На "привет" гость ответил тем, что стал быстро обшаривать мои карманы, выворачивая их и задавая стандартный вопрос: "Оружие есть?" Войдя в столовую, я застал в ней большое общество: двух или трех молодых эмгебешников в военной форме, немолодого полковника, а также подавленных и напуганных всем происходящим дворничиху, взятую, по-видимому, в качестве понятой, и нашу домработницу - молодую девушку. Полковник предъявил мне ордер на мой арест и обыск в квартире, который я даже не прочитал, не проявляя никакого интереса к его тексту и к его авторам, и лишь заметил дату выдачи ордера: 2 февраля. Как потом выяснилось, этой же датой был помечен ордер на арест Э. М. Гельштейна, но, по-видимому, большая перегрузка работой оперативников МГБ не дала им возможности одновременного ареста, и я оставался на свободе на сутки больше Э. М. Гельштейна.

- _Данные_:
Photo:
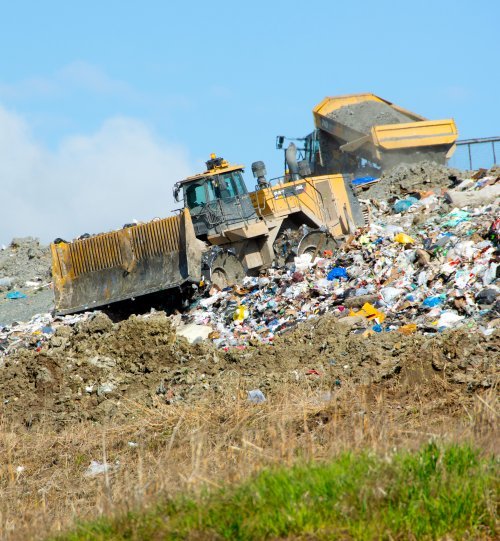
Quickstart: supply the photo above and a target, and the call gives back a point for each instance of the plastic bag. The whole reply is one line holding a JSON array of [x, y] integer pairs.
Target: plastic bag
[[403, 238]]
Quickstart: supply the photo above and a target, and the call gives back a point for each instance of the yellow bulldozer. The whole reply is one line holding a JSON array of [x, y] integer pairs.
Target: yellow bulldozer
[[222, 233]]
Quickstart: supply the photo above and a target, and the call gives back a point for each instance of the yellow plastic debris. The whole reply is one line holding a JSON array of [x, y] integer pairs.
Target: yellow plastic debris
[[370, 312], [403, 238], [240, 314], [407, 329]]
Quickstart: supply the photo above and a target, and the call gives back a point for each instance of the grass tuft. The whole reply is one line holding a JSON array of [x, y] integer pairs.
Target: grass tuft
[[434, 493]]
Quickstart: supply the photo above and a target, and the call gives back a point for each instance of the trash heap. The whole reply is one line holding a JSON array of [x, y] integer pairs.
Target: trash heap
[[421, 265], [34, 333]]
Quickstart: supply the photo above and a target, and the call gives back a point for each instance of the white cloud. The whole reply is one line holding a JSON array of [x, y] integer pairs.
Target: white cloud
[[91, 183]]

- _Задание 1_: Какая дата выдачи стояла на ордере, который полковник предъявил рассказчику во фрагменте страницы?
- _Задание 2_: Выберите и перепишите каждую строку, в которой встречается слово «trash», с учетом регистра.

- _Полный ответ 1_: 2 февраля.

- _Полный ответ 2_:
Quickstart: supply the photo above and a target, and the call gives back a point for each instance of the trash heap. The whole reply is one line holding a JSON array of [x, y] integer pairs.
Target: trash heap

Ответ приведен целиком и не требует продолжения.